#### DIRECTION 1
In the post about the Linked Data summit in Sydney, translate this sentence into Spanish: "The technology has been available for more than a decade and has mainly been used by commercial entities such as publishing and media organisations including the BBC and Reuters."
#### DIRECTION 2
Carry on the post about the Linked Data summit in Sydney, starting right after its final line.

#### SUPPLIED PASSAGE
______________________________
Sad Metadata Kitty is not so sure about the Open World Assumption... prefers Closed and Heated Model
Linking Data in Sydney
By Geoff Browell, Head of Archives Services
I was fortunate to attend the biennial Linked Open Data, Libraries, Archives, Museums summit in early July in Sydney, Australia. I played a very small role in setting it up, as a member of the organising committee. The conference is an opportunity for archivists, librarians, museum curators and information professionals and IT experts to meet and discuss the latest developments in Linked Data among higher education, heritage and ‘memory’ institutions, worldwide. Delegates have the chance to hear about successful (and unsuccessful) projects and take part in targeted discussions on the future of the technology, and encourage new collaborations. The event features the ‘Challenge’ – an open competition for the best application of Linked Data in a cultural setting. The summit adopts the ‘un-conference’ format without pre-prepared papers, at which relevant issues can be aired and debated and sub-groups convened to address specific topics.
View this graph of attendees: https://graphcommons.com/graphs/0f874303-97c2-4e53-abc6-83a13a1a2030
What is Linked Data?
Linked Data is a way of structuring online and other data to improve its accuracy, visibility and connectedness. The technology has been available for more than a decade and has mainly been used by commercial entities such as publishing and media organisations including the BBC and Reuters. For archives, libraries and museums, Linked Data holds the prospect of providing a richer experience for users, better connectivity between pools of data, new ways of cataloguing collections, and improved access for researchers and the public.
It could, for example, provide the means to unlock research data or mix it with other types of data such as maps, or to search digitised content including books and image files and collection metadata. New, more robust, services are currently being developed by international initiatives such as Europeana which should make its adoption by libraries and archives much easier. There remain many challenges, however, and this conference provided the opportunity to explore these.
The conference comprised a mix of quick fire discussions, parallel breakout sessions, 2-minute introductions to interesting projects, and the Challenge entries.
[photo: Work in progress at the LODLAM summit]
Quick fire points from delegates
Need for improved visualisation of data (current visualisations are not scalable or require too much IT input for archivists and librarians to realistically use)
Need to build Linked Data creation and editing into vendor systems (the Step change model which we pursued at King’s Archives in a Jisc-funded project)
______________________________
#### DATA ENTRIES
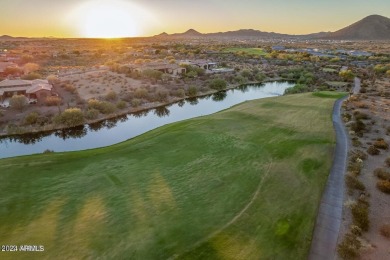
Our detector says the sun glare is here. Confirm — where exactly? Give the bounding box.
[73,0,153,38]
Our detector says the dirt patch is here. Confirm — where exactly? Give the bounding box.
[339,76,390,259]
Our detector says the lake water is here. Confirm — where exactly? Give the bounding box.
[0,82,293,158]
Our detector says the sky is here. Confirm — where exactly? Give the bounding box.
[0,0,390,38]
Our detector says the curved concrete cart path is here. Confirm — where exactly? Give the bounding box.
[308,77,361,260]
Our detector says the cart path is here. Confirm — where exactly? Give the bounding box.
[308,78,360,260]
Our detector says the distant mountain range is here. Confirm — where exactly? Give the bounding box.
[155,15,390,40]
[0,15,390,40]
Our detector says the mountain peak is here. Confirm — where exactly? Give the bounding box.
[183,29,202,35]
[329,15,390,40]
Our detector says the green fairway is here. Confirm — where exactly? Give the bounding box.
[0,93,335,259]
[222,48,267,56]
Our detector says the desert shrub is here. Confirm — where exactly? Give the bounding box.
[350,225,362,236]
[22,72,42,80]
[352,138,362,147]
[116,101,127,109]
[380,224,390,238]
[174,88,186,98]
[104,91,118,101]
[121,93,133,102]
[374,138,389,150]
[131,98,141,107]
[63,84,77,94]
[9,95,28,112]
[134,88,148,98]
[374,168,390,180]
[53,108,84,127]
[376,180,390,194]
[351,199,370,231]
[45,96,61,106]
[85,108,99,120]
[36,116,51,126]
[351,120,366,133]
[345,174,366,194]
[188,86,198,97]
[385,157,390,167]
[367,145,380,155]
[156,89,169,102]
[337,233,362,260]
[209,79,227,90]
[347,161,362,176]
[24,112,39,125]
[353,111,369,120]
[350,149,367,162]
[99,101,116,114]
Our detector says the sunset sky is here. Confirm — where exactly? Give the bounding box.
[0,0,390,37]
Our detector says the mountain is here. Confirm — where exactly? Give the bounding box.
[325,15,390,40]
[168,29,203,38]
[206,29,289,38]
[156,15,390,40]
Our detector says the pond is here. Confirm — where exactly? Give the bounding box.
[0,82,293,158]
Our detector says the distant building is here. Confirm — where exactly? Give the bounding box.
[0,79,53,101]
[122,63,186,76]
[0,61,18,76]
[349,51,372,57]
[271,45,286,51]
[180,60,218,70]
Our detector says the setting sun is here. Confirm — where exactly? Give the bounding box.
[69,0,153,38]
______________________________
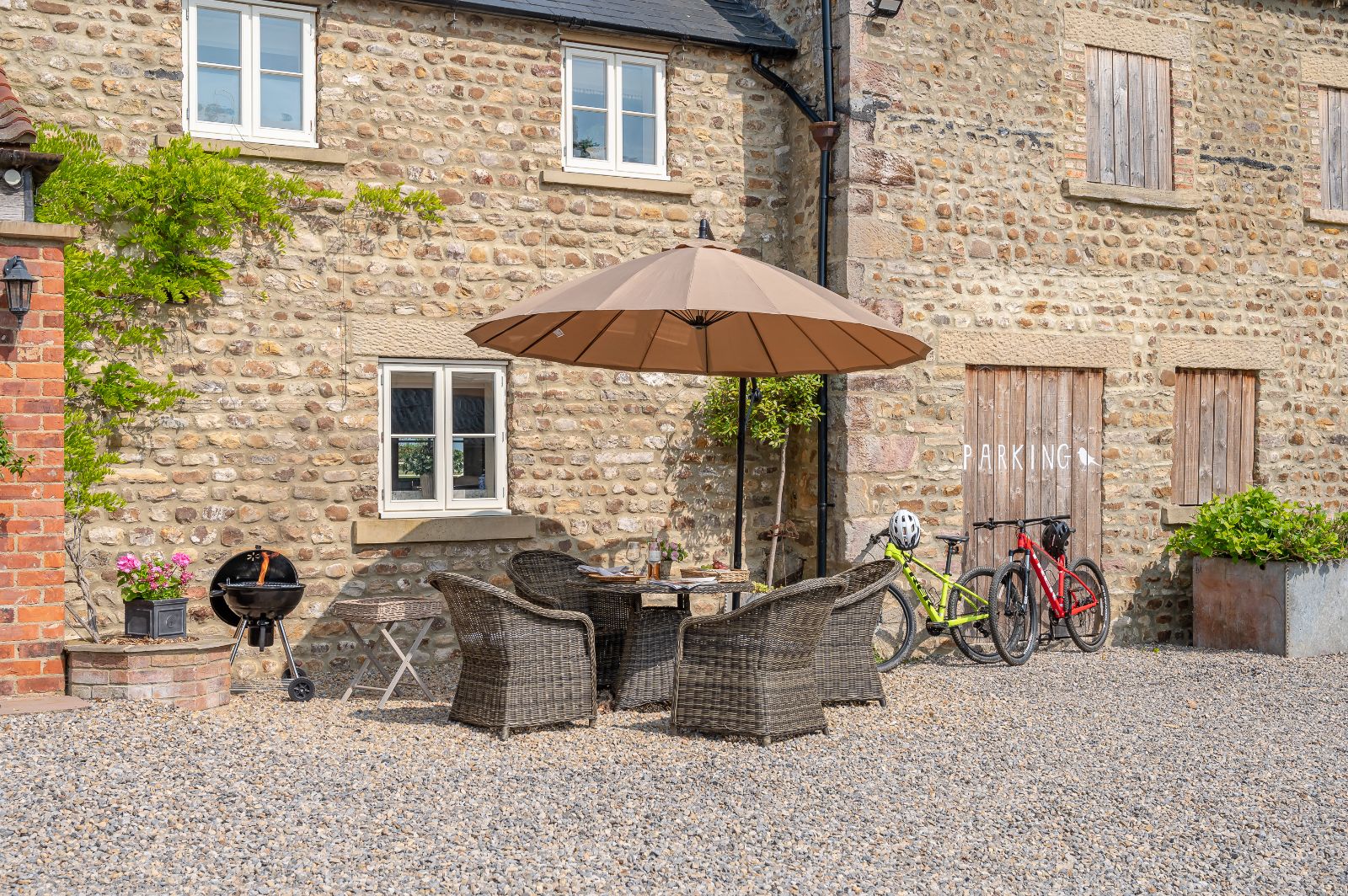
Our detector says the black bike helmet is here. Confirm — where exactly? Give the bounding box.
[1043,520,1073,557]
______________________________
#### EXERCISE RESULT 1
La tecnología está disponible desde hace más de una década y la han utilizado principalmente entidades comerciales, como organizaciones editoriales y de medios de comunicación, entre ellas la BBC y Reuters.

#### EXERCISE RESULT 2
Exploring where text mining and Natural Language Processing overlap with LOD
World War One Linked Data: what next? (less of a theme this time around as the anniversary has already started)
LOD in archives: a particular challenge? (archives are lagging libraries and galleries in their implementation of Linked Data)
What is the next Getty vocabularies: a popular vocabulary that can encourage use of LOD?
Fedora 8 and LOD in similar open source or proprietary content management systems (how can Linked Data be used with these popular platforms?)
Linked Data is an off-putting term implying a data-centric set of skills (perhaps Linked Open Knowledge as an alternative?)
Building a directory of cultural heritage organisation LOD: how do we find available data sets? (such as Linked Open Vocabularies)
Implementing the European Data Model: next steps (stressing the importance of Europeana in the Linked Data landscape)
Can we connect different entities across different vocabularies to create new knowledge? (a lot of vocabularies have been created, but how do they communicate?)
Day One sessions
OASIS Deep Image Indexing (http://www.synaptica.com/oasis/).
This talk showcased a new product called OASIS from Synaptica, aimed at art galleries, which facilitates the identification, annotation and linking of parts of images. These elements can be linked semantically and described using externally-managed vocabularies such as the Getty suite of vocabularies or classifications like Iconclass. This helps curators do their job. End users enjoy an enriched appreciation of paintings and other art. It is the latest example of annotation services that overlay useful information and utilise agreed international standards like the Open Annotation Data Model and the IIIF standard for image zoom.
We were shown two examples: Botticelli’s The Birth of Venus and Holbein’s The Ambassadors for impressive zooming of well-known paintings and detailed descriptions of features. Future development will allow for crowdsourcing to identify key elements and utilising image recognition software to find these elements on the Web (‘find all examples of images of dogs in 16th century public works of art embedded in the art but not indexed in available metadata’).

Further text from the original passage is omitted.